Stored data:
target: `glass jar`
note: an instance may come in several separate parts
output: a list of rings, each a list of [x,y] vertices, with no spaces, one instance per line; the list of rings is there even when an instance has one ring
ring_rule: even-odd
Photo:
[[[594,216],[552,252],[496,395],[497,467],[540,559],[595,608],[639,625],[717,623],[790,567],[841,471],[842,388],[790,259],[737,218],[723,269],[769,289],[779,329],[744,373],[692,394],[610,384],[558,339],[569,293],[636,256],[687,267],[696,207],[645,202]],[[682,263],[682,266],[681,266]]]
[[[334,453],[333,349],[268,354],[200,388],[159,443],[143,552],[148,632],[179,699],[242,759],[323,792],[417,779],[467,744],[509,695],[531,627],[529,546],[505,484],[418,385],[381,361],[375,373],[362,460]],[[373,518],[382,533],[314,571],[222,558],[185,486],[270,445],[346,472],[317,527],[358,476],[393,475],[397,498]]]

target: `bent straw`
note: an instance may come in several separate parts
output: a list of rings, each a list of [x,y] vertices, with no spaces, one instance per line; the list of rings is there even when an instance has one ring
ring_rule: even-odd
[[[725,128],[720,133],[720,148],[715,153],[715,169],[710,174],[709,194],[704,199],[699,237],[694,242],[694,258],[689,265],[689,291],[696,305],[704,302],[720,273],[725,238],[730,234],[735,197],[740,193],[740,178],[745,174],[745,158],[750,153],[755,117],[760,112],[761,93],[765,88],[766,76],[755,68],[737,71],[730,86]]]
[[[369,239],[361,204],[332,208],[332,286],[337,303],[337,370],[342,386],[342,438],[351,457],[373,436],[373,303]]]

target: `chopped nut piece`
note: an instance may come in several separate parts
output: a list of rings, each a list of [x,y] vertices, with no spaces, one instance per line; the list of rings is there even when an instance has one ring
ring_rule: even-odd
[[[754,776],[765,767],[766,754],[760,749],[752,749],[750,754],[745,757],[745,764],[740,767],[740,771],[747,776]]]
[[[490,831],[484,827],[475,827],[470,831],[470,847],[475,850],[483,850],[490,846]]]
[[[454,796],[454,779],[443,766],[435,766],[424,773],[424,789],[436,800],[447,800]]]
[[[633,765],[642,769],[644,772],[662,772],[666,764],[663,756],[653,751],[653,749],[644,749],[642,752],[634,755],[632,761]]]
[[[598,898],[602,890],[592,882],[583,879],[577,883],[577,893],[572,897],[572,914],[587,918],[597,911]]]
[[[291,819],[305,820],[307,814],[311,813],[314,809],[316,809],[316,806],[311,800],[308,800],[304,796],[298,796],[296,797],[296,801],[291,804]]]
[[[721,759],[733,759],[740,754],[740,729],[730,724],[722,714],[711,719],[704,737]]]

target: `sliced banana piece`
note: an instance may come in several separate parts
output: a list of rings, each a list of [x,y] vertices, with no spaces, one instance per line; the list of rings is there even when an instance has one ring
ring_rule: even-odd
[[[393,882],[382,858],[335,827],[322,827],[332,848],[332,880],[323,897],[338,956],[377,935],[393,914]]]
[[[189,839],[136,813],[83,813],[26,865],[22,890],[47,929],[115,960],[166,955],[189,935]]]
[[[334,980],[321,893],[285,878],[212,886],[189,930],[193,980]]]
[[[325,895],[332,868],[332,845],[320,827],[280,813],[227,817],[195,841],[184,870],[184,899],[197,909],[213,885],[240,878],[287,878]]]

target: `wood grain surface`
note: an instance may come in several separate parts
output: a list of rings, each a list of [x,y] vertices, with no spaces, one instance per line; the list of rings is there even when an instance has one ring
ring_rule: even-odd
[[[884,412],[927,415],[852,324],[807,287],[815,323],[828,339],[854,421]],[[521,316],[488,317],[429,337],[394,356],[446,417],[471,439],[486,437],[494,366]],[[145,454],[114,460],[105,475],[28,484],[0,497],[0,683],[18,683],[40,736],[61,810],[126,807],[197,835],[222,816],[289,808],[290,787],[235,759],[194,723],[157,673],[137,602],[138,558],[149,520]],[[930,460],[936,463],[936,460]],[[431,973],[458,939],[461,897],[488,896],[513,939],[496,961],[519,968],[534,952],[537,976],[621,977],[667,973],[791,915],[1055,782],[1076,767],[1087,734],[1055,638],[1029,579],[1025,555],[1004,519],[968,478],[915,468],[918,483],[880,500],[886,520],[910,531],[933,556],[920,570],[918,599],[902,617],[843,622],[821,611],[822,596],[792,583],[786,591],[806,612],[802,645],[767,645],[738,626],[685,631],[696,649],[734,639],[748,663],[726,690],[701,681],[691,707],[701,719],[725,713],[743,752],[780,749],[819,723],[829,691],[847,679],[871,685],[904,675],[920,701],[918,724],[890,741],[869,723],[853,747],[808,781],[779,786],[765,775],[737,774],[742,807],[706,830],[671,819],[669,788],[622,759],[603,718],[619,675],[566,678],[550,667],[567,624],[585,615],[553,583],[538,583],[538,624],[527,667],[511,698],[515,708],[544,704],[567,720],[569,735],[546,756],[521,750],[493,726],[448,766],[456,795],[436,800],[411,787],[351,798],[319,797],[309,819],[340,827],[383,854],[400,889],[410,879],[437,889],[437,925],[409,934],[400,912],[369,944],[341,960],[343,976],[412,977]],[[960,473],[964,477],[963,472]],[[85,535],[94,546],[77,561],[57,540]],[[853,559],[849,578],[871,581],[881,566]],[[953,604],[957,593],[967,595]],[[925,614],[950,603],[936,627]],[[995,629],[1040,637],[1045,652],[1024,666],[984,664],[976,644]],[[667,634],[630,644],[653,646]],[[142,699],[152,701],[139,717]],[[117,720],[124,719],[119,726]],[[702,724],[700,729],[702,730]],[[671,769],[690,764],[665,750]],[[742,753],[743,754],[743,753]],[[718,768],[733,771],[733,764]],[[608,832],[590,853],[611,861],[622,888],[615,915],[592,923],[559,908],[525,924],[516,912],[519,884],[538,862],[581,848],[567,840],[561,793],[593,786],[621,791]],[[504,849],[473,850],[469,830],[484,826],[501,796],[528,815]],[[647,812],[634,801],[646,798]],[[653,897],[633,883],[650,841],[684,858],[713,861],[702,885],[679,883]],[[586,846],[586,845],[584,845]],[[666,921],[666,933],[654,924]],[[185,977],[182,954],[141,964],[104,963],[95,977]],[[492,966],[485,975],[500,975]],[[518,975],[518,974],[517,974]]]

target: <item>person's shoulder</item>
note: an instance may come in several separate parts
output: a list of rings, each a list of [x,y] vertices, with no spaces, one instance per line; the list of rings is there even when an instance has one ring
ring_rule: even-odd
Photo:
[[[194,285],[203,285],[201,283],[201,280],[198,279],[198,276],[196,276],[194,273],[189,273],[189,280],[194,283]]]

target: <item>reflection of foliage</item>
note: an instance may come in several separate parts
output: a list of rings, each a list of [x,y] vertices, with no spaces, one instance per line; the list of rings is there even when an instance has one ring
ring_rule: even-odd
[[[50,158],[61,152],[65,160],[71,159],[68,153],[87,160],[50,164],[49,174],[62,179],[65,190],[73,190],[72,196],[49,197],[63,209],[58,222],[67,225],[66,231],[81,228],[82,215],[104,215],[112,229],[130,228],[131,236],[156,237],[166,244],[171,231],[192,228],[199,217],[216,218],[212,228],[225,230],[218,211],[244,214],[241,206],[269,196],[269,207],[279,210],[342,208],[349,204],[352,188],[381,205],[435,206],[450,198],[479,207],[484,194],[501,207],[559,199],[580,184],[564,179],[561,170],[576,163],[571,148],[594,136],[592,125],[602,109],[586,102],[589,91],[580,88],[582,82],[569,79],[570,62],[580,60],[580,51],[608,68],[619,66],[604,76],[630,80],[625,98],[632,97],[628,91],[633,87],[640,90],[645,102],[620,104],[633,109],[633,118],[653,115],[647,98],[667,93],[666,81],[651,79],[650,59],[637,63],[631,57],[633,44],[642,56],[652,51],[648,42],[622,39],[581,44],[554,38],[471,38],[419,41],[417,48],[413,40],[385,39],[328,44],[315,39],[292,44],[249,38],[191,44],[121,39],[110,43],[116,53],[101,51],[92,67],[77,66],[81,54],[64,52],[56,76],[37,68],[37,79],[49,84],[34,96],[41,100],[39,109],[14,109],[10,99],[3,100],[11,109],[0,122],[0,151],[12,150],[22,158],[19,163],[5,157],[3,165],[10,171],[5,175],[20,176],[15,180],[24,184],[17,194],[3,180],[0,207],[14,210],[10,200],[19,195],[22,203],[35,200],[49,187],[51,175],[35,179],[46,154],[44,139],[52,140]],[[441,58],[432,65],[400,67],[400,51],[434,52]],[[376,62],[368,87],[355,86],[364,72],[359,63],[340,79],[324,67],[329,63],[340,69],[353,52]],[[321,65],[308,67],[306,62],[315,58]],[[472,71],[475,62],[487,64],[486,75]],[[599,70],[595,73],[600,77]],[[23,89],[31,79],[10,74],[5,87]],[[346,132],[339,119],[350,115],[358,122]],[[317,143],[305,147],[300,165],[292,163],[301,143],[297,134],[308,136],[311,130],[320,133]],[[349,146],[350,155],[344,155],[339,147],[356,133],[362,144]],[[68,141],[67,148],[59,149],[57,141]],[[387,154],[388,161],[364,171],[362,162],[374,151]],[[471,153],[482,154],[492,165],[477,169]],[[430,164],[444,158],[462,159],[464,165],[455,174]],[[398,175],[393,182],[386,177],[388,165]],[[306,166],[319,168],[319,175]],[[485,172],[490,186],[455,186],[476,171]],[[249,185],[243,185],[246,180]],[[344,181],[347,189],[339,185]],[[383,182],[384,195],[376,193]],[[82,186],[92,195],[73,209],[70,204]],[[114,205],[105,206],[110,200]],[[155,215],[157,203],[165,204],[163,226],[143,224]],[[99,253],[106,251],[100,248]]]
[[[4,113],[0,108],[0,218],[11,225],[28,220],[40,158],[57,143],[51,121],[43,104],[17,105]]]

= EXERCISE =
Scan the data above, please, and give the number of lines where the word "piece" occurs, with no further text.

= REPLY =
2